--- GIVEN TEXT ---

At the end of the conversation, another member of the panel, Mike Barnicle said:
Barnicle: Forget the legal niceties of legal or illegal. If he's the only one you have in your hand, then there's something seriously wrong with your intelligence capabilities. If you only have one guy who can give you that information?Interesting point, and one that Dick Cheney has begun to make and one he said in his interview Sunday with Bob Schieffer and Monday afternoon with Niel Cavutto. "We didn't know very much about al Qaeda."
Cheney: Exactly. That's exactly right. You know, Mike, that's a really important point, because that's where we were on Sept. 12, we didn't know anything about Al Qaeda -- well, I shouldn't say "anything." We didn't know very much about Al Qaeda.
Hello? Can we all say bullshit? Al Qaeda bombed the World Trade Center in 1993. They bombed two American embassies in East Africa in 1998, and bombed the USS Cole in Yemen in 2000. Because of the danger of al Qaeda, the Clinton Administration developed a detailed report on international terrorism, al Qaeda specifically, and a plan to deal with them. With 1 month to go before Bush took office, they decided not to take action against al Qaeda, but instead provide this report and detailed briefings to the incoming national security team.

--- LISTED ENTRIES ---

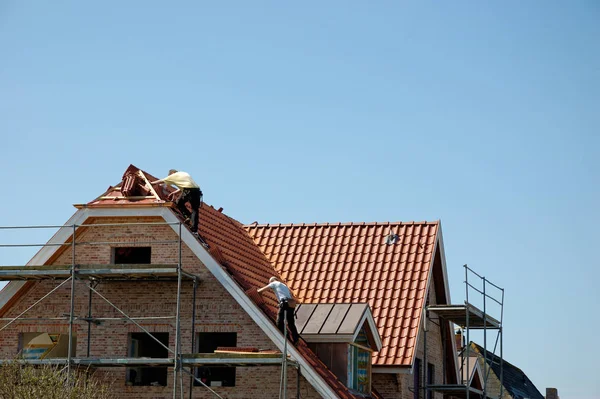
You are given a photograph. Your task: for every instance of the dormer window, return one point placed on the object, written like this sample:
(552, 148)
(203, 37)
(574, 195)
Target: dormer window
(359, 364)
(344, 337)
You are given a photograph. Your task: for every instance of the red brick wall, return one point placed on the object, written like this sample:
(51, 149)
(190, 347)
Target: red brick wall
(400, 386)
(216, 311)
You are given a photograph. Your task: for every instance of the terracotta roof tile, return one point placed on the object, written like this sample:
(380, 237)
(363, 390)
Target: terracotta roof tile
(342, 262)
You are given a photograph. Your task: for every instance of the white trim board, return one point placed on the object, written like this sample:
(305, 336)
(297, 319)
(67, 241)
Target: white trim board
(211, 264)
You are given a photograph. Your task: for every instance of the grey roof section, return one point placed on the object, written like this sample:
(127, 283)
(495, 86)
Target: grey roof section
(329, 318)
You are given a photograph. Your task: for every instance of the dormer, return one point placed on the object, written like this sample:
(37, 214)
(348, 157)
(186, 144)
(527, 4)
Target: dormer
(344, 337)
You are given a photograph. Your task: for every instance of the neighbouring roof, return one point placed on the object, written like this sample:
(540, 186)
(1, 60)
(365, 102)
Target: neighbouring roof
(515, 381)
(336, 322)
(359, 262)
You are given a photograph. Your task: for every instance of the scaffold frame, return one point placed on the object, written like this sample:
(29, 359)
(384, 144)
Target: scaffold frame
(94, 274)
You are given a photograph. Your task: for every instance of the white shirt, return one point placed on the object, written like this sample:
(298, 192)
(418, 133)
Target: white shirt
(282, 292)
(181, 180)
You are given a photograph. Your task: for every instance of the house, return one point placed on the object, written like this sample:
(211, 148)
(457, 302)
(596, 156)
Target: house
(106, 292)
(516, 384)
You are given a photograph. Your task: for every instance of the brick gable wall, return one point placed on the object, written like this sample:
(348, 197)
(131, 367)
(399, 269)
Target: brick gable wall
(400, 386)
(216, 311)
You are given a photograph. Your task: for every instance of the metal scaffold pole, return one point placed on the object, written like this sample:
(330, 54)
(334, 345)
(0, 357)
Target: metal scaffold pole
(192, 369)
(177, 359)
(72, 308)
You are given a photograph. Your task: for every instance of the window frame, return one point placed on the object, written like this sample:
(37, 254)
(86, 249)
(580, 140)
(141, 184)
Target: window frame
(221, 371)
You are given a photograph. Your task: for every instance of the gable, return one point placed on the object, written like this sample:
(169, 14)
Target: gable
(386, 265)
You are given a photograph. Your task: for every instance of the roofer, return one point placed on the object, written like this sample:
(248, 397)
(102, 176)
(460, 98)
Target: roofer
(287, 303)
(190, 192)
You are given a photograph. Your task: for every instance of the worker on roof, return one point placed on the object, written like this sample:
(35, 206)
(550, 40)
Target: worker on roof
(190, 192)
(287, 303)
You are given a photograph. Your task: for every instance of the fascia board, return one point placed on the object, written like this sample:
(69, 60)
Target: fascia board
(327, 338)
(13, 287)
(251, 309)
(440, 245)
(391, 370)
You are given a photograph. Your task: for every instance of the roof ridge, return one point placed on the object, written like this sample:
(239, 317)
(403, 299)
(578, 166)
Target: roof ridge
(327, 224)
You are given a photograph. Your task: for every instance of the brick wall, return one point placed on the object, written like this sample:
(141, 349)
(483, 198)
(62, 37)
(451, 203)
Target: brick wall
(216, 311)
(400, 386)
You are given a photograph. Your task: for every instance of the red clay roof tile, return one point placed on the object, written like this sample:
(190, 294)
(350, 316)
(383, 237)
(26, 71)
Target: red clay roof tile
(344, 262)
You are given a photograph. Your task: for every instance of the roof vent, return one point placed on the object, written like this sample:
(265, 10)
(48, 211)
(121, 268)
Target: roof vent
(392, 238)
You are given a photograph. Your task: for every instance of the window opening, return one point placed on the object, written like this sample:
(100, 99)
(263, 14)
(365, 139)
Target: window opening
(430, 379)
(359, 364)
(142, 345)
(417, 379)
(131, 255)
(215, 376)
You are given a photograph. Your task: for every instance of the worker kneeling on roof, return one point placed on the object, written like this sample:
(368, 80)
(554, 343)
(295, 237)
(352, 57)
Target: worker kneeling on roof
(190, 192)
(287, 303)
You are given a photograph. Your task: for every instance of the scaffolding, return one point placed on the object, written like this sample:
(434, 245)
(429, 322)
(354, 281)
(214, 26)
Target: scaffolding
(469, 317)
(94, 274)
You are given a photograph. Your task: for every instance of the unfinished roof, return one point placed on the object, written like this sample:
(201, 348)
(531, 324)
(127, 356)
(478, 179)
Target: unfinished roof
(383, 264)
(515, 381)
(232, 247)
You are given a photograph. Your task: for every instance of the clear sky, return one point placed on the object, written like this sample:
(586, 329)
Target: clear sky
(485, 116)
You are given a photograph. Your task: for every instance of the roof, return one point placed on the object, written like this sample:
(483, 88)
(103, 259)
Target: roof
(322, 263)
(386, 265)
(515, 381)
(336, 322)
(235, 250)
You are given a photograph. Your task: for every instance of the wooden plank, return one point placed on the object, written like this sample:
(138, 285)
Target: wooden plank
(335, 319)
(350, 323)
(317, 319)
(303, 313)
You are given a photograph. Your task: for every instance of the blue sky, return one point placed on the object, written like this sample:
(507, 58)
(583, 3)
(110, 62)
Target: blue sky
(482, 115)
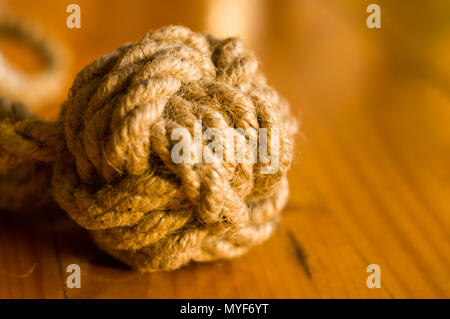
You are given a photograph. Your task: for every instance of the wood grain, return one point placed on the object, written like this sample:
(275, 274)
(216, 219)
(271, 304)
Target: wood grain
(371, 178)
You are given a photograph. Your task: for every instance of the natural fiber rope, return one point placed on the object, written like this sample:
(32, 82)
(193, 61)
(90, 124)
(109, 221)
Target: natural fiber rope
(37, 88)
(111, 147)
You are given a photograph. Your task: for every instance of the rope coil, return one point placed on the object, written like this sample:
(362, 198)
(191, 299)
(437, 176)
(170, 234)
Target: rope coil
(37, 88)
(111, 150)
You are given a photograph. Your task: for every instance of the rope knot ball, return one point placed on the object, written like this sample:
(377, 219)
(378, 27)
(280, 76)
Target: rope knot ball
(111, 150)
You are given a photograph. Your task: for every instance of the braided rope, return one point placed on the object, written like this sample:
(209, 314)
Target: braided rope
(36, 88)
(111, 148)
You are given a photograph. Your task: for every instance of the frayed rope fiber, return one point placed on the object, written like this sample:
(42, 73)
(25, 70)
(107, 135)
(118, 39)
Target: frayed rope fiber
(111, 150)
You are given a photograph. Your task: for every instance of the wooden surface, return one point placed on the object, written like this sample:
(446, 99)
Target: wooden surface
(371, 179)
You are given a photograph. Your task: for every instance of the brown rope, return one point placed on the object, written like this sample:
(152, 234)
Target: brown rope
(36, 88)
(111, 149)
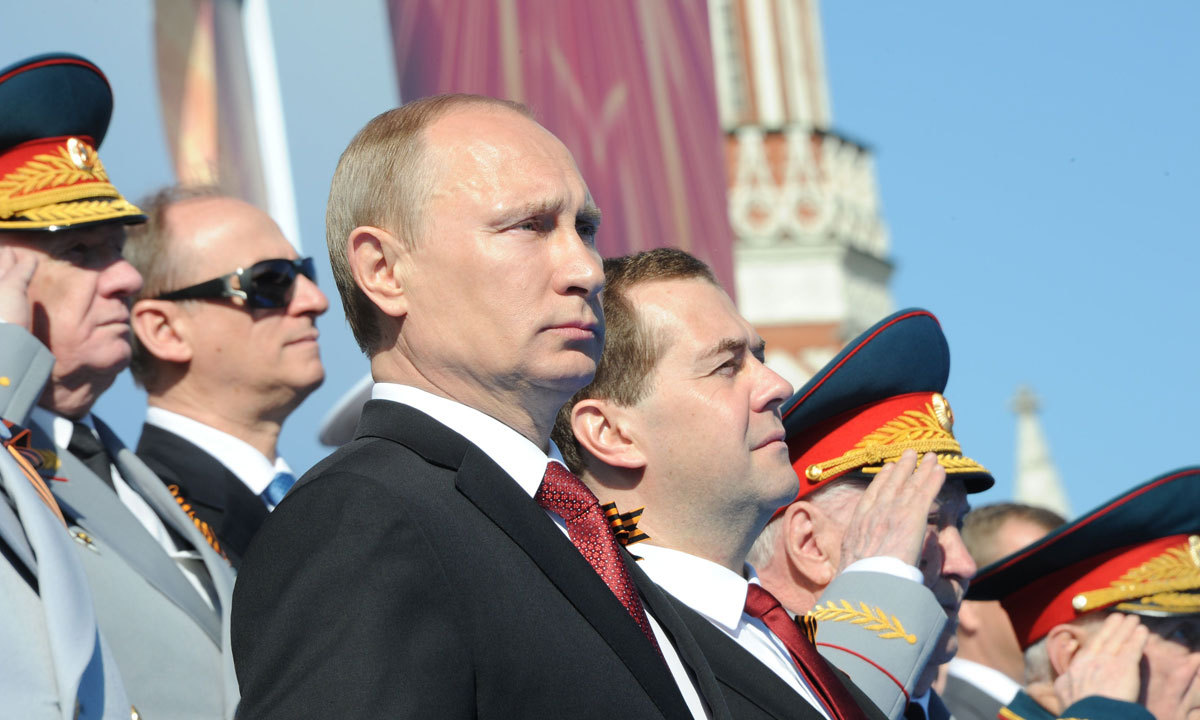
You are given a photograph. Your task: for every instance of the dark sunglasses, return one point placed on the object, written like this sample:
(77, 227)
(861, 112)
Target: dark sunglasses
(268, 283)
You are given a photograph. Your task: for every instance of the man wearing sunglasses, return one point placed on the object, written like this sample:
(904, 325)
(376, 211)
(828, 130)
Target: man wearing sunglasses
(226, 347)
(99, 563)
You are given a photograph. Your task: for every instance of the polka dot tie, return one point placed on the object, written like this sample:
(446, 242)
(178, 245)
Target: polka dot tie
(839, 702)
(565, 496)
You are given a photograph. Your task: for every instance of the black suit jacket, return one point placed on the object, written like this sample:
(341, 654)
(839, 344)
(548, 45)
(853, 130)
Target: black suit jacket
(967, 701)
(408, 576)
(217, 497)
(753, 691)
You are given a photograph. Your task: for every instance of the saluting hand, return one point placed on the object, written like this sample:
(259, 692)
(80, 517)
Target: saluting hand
(1109, 665)
(16, 273)
(893, 514)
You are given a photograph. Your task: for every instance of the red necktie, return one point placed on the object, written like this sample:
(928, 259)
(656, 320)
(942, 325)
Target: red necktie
(838, 701)
(564, 495)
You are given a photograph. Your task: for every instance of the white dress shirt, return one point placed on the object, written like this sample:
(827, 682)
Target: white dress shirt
(526, 463)
(189, 561)
(720, 595)
(241, 459)
(989, 679)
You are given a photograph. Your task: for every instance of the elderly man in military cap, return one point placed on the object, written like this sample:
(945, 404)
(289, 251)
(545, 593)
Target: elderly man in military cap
(159, 594)
(875, 406)
(1121, 581)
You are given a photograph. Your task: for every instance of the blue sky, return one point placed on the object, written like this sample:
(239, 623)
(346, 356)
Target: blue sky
(1038, 167)
(1039, 171)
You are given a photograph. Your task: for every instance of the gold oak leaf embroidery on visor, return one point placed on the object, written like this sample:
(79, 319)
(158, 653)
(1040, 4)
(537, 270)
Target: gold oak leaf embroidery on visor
(1157, 581)
(624, 525)
(877, 621)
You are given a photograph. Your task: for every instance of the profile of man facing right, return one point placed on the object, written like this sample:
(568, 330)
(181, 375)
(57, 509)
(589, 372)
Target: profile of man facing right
(444, 563)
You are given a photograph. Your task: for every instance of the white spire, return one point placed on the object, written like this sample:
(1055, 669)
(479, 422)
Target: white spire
(1037, 478)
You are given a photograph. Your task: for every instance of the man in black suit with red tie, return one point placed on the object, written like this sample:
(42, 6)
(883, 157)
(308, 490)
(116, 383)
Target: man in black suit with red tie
(444, 563)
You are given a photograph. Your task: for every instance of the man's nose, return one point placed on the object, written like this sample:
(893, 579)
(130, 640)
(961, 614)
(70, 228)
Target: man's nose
(307, 298)
(580, 270)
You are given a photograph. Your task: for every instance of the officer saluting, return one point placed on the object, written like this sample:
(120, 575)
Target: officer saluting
(1111, 597)
(109, 595)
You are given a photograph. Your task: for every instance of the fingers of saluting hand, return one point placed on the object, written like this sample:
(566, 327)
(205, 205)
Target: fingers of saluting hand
(16, 274)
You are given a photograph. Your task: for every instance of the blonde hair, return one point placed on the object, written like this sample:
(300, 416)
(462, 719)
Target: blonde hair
(384, 179)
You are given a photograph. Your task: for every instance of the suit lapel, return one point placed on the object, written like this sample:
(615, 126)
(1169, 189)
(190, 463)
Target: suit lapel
(204, 481)
(502, 501)
(96, 508)
(663, 610)
(743, 672)
(141, 478)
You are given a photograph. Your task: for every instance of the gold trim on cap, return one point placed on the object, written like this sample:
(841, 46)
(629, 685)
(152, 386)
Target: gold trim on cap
(1162, 576)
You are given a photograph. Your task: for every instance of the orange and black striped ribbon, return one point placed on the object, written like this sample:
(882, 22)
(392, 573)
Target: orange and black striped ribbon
(203, 527)
(624, 525)
(29, 460)
(808, 625)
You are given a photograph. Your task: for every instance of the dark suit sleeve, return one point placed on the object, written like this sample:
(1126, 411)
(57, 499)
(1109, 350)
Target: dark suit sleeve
(342, 610)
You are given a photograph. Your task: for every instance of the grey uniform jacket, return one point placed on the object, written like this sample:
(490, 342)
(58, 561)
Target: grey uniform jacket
(171, 648)
(967, 701)
(881, 631)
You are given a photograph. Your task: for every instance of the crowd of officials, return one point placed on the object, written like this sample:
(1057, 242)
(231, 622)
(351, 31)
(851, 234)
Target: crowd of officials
(558, 503)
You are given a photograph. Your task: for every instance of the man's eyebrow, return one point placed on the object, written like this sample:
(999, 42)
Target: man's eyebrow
(589, 214)
(729, 345)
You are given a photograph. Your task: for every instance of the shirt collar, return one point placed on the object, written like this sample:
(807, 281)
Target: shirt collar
(523, 461)
(989, 679)
(237, 455)
(60, 429)
(923, 701)
(711, 589)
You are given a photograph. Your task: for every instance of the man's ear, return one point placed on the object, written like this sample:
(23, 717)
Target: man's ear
(601, 429)
(805, 546)
(161, 330)
(1062, 642)
(376, 257)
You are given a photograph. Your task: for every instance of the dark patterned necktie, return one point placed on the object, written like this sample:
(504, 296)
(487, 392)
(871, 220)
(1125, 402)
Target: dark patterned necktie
(837, 700)
(87, 447)
(565, 496)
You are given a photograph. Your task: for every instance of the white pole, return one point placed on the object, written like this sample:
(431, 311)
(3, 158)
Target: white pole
(273, 137)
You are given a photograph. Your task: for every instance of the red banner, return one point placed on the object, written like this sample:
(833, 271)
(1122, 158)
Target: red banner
(625, 84)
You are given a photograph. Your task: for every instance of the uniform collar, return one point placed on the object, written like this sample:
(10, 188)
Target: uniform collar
(241, 459)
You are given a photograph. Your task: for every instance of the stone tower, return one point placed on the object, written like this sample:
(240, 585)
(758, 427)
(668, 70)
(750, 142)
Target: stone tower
(810, 257)
(1037, 481)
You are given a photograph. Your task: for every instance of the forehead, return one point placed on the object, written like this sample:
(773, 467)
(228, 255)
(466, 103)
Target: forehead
(501, 160)
(216, 235)
(694, 316)
(49, 243)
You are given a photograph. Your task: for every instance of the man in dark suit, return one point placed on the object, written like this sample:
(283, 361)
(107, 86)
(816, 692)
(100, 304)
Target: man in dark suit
(989, 667)
(879, 400)
(682, 421)
(226, 348)
(444, 563)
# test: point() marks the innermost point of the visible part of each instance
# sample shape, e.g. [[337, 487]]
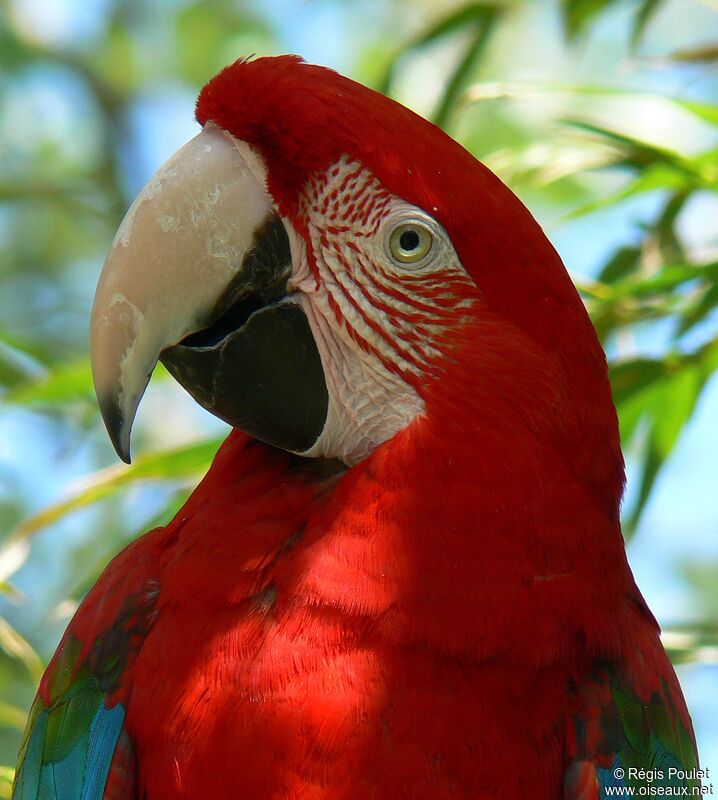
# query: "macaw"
[[403, 575]]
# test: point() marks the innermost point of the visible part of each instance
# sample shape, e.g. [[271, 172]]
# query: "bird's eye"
[[410, 242]]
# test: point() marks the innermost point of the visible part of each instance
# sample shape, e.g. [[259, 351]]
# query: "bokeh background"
[[601, 114]]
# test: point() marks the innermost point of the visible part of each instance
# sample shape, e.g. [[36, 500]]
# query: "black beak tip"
[[117, 429]]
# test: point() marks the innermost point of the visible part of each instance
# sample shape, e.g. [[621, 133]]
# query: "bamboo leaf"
[[679, 393], [12, 717], [183, 463], [67, 382], [577, 14], [705, 54], [646, 11], [472, 17], [7, 775], [16, 646]]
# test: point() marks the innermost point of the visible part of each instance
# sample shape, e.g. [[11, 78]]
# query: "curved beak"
[[200, 253]]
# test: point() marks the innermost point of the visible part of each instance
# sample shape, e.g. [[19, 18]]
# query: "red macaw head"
[[323, 268]]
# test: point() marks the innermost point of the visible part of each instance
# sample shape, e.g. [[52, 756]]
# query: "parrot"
[[403, 575]]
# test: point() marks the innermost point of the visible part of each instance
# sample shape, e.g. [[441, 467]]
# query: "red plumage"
[[414, 627]]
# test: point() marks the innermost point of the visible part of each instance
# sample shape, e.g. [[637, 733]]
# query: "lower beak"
[[197, 276]]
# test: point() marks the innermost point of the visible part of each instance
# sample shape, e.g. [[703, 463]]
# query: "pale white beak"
[[181, 243]]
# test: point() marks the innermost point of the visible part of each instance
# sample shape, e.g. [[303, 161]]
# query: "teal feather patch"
[[616, 740], [79, 773]]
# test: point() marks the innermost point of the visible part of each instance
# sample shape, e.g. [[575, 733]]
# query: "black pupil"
[[409, 240]]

---

## ACTIONS TO TAKE
a. Copy out the part of the post on Cheney and al Qaeda between "Cheney: Exactly. That's" and "national security team.", inclusive.
b. Write what comes next in the post on Cheney and al Qaeda, picking up after its final sentence.

## ANSWERS TO THE EXERCISE
a.
Cheney: Exactly. That's exactly right. You know, Mike, that's a really important point, because that's where we were on Sept. 12, we didn't know anything about Al Qaeda -- well, I shouldn't say "anything." We didn't know very much about Al Qaeda.
Hello? Can we all say bullshit? Al Qaeda bombed the World Trade Center in 1993. They bombed two American embassies in East Africa in 1998, and bombed the USS Cole in Yemen in 2000. Because of the danger of al Qaeda, the Clinton Administration developed a detailed report on international terrorism, al Qaeda specifically, and a plan to deal with them. With 1 month to go before Bush took office, they decided not to take action against al Qaeda, but instead provide this report and detailed briefings to the incoming national security team.

b.
According to Sandy Berger, Clinton's National Security Advisor, he was so concerned with how little help they were given as they came in by the previous administration, he decided to hold a series of 10 briefings on the subject for his successor and her deputy. As reported in TIME, Berger reports that he attended only 1 briefing, the 1 about al Qaeda (Condoleeza Rice denies his attendance at any of the briefings) and Richard Clark, the expert on al Qaeda presented a detailed report that included a plan for,
"the "breakup" of al-Qaeda cells and the arrest of their personnel. The financial support for its terrorist activities would be systematically attacked, its assets frozen, its funding from fake charities stopped. Nations where al-Qaeda was causing trouble—Uzbekistan, the Philippines, Yemen—would be given aid to fight the terrorists. Most important, Clarke wanted to see a dramatic increase in covert action in Afghanistan to "eliminate the sanctuary" where al-Qaeda had its terrorist training camps and bin Laden was being protected by the radical Islamic Taliban regime."According to Rice and others in the Bush Administration, no such report was provided and they say that they were told (regarding al Qaeda) only that they should take a "more active approach." I remember seeing Richard Clark on several news programs after 9/11 discussing this report, and would highly recommend his book, "Against All Enemies: America's War on Terror" to read more about it. I can state from my own memory and from documents in the National Security Archive which you can read here that it is Rice that is not being honest. The actual memo from Clark to Rice regarding this briefing is here.